TASK INSTRUCTIONS =>
Copy everything from the line containing "Target: electrical outlet" down to the end of the material, changing "electrical outlet" to "wall socket" and leaving the rest as it stands.

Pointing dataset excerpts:

____________________

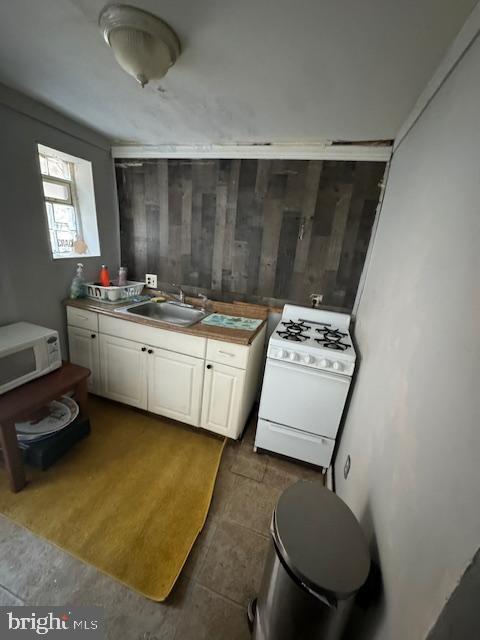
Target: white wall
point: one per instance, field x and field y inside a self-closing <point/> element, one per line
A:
<point x="413" y="426"/>
<point x="32" y="284"/>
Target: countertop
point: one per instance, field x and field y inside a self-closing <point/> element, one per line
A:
<point x="238" y="336"/>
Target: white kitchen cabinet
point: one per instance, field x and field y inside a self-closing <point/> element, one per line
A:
<point x="197" y="380"/>
<point x="124" y="370"/>
<point x="175" y="384"/>
<point x="84" y="351"/>
<point x="223" y="396"/>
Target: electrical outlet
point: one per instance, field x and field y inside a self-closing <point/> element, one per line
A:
<point x="316" y="299"/>
<point x="151" y="280"/>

____________________

EXERCISE SOLUTION =>
Target: wall socket
point: one per instance, field x and field y inside a self-closing <point/> element, one per line
A:
<point x="316" y="299"/>
<point x="151" y="280"/>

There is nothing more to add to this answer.